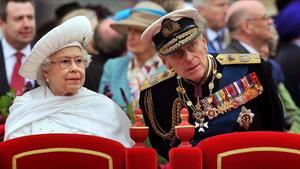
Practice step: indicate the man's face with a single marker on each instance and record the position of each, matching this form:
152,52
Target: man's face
214,13
189,61
19,28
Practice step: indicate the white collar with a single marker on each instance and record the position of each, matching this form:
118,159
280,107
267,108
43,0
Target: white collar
249,48
211,34
9,51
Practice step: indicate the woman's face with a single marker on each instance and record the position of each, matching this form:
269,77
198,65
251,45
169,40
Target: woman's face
66,73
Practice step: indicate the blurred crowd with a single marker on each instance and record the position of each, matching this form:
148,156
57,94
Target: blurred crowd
121,61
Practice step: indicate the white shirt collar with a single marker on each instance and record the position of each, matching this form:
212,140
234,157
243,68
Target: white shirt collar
212,35
9,51
248,47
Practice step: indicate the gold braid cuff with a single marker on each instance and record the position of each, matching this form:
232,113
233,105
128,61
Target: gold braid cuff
177,105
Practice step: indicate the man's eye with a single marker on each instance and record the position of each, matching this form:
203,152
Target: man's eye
65,61
79,60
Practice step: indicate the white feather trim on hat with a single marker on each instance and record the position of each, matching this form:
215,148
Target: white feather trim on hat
75,29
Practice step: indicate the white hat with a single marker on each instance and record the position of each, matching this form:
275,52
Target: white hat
73,32
173,30
140,16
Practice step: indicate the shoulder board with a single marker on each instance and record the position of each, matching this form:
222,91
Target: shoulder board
155,79
239,58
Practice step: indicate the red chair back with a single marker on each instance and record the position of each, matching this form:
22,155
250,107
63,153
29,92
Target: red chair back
67,151
249,150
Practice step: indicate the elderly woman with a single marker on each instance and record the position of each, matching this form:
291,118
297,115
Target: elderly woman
61,104
122,75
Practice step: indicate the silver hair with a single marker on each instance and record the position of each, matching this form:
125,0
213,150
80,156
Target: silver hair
45,67
196,3
235,19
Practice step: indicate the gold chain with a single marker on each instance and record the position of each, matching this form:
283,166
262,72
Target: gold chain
148,102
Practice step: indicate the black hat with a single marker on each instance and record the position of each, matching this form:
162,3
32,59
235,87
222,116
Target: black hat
173,30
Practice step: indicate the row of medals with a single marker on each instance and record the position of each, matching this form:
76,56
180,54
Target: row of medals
204,107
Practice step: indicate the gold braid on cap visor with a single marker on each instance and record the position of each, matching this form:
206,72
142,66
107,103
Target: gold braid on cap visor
179,41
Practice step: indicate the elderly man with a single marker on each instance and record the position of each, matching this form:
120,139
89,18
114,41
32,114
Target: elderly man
17,21
251,29
224,93
214,13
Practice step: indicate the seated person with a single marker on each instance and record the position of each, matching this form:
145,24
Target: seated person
224,93
61,105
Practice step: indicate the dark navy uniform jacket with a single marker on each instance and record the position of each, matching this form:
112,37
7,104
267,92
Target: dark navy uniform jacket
266,107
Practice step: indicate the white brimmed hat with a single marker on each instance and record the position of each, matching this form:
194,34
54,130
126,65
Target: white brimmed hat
76,31
140,16
173,30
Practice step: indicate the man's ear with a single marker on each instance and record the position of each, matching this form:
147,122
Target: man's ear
246,27
163,59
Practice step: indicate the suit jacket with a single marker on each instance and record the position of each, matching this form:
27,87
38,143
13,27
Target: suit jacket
4,86
289,59
159,103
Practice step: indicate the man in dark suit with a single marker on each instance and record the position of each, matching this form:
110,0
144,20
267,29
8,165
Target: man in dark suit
224,93
251,29
214,13
17,21
288,26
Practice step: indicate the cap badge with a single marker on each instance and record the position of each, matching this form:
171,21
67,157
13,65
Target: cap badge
169,26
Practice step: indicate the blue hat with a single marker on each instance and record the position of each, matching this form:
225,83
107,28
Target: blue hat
287,22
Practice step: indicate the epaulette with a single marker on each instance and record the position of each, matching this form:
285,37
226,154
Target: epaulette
239,58
155,79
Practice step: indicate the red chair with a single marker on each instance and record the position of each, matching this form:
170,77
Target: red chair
72,151
251,150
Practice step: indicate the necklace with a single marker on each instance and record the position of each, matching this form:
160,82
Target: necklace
203,107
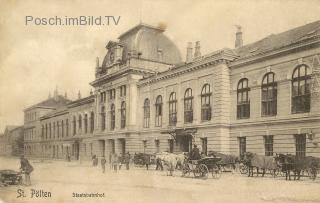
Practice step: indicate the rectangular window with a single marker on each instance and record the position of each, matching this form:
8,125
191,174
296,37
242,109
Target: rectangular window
242,146
144,142
170,142
112,93
300,145
268,145
123,90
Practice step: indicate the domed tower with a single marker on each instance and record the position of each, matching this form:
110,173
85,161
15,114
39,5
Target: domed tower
144,43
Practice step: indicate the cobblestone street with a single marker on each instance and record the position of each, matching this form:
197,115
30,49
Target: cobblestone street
63,179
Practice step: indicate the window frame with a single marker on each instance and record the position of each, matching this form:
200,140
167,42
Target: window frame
188,106
305,97
243,107
206,110
173,109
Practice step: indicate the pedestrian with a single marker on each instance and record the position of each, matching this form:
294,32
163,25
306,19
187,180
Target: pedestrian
26,168
103,164
115,162
127,160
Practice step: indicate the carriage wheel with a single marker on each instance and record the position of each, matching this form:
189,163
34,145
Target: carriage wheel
312,173
216,172
243,169
203,169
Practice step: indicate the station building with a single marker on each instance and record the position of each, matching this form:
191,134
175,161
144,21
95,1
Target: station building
261,97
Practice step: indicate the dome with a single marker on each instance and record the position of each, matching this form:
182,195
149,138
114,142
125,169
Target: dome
146,42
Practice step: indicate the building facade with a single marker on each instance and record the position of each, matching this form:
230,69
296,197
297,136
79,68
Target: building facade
262,97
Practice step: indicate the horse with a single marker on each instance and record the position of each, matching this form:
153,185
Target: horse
226,159
171,161
253,160
297,164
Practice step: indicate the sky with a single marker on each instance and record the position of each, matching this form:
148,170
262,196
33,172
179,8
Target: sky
35,59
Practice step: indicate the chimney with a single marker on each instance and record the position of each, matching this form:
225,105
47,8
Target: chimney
55,94
197,52
239,42
189,52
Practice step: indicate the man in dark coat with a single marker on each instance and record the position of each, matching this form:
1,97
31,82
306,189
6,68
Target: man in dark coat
195,153
103,164
127,160
26,168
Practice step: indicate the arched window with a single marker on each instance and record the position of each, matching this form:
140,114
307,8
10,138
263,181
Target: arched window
91,122
172,109
159,110
123,114
85,123
74,125
269,95
103,118
80,122
243,100
301,80
112,117
146,113
206,103
188,106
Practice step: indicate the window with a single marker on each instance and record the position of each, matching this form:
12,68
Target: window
103,97
159,111
269,95
50,130
112,93
123,114
170,142
91,122
188,106
206,103
268,145
300,145
204,143
243,100
172,109
67,127
144,142
157,143
301,80
146,113
80,122
85,123
58,129
123,90
62,128
103,118
74,125
242,146
113,117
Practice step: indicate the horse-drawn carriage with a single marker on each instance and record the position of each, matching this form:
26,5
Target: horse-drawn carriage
201,168
10,177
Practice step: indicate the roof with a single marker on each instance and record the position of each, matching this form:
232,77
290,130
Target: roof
277,41
52,102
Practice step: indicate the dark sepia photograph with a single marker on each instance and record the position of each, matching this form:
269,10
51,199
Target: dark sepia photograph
164,101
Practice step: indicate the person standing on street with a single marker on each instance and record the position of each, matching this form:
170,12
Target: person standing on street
26,168
127,160
103,164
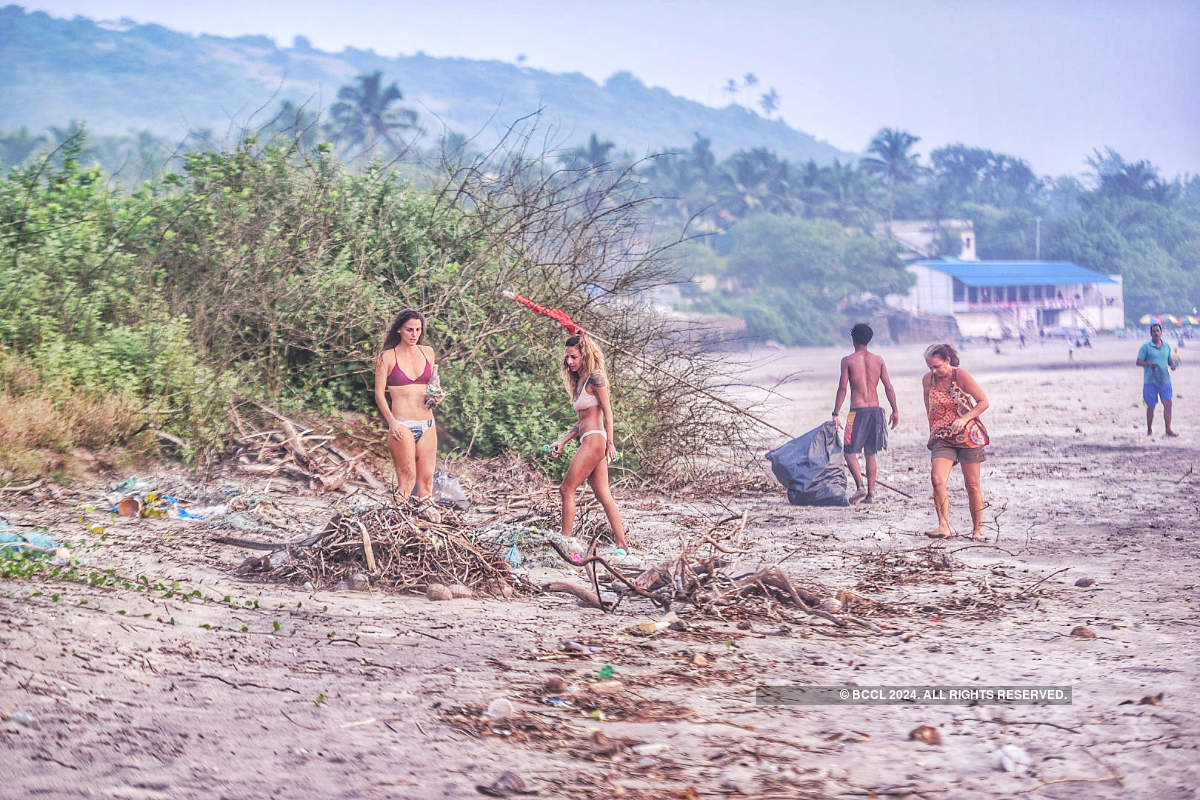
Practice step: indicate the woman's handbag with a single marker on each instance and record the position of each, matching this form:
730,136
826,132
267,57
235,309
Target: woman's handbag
973,433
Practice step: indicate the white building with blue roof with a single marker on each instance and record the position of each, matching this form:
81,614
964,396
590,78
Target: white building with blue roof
1006,299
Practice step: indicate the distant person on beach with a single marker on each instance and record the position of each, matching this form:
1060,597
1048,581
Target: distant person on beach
1157,360
412,433
954,402
865,431
583,374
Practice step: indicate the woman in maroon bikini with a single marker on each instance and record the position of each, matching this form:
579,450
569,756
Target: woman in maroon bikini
412,433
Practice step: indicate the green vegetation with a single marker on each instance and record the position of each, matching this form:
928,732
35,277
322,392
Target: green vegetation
270,271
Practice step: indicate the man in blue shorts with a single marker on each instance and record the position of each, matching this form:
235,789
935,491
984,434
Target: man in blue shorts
862,372
1156,360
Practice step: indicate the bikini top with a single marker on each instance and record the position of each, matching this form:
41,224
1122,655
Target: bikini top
397,377
586,400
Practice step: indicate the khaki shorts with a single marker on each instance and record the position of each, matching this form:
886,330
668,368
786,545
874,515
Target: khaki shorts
959,455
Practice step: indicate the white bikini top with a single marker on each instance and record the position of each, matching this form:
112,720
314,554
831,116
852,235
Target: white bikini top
586,400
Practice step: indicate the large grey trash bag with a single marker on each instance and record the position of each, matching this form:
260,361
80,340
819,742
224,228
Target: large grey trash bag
811,468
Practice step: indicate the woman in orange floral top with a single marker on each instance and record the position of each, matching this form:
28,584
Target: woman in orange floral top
946,421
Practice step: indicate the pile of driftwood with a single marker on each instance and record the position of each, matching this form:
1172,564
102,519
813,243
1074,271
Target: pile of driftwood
701,576
393,548
291,450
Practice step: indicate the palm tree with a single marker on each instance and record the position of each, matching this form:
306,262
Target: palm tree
894,160
769,102
365,113
731,88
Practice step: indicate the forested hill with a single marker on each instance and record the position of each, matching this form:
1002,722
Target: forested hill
145,77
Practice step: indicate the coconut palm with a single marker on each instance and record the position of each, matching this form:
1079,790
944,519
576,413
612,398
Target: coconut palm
893,158
769,102
365,113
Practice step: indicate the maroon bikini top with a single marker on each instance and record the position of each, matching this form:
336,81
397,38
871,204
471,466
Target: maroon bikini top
397,377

------------------------------

Repeat word for word the lines running from the line containing "Practice step: indicate the forested" to the end of the entries above, inclusive.

→ COMPLETED TASK
Practice step: indicate the forested hill with a single marker on each instance and record the position of each, matching this form:
1002,722
Target: forested hill
145,77
Practice step: indicate the coconut palm with a single marker on each instance and record the position of each, matching this form:
1079,790
944,519
576,413
612,398
Target: coconut palm
893,158
769,102
365,113
Practice step: indicate the maroon bikini top with a single marker on each instance and record the position of each, matching this form:
336,81
397,38
871,204
471,466
Target: maroon bikini top
397,377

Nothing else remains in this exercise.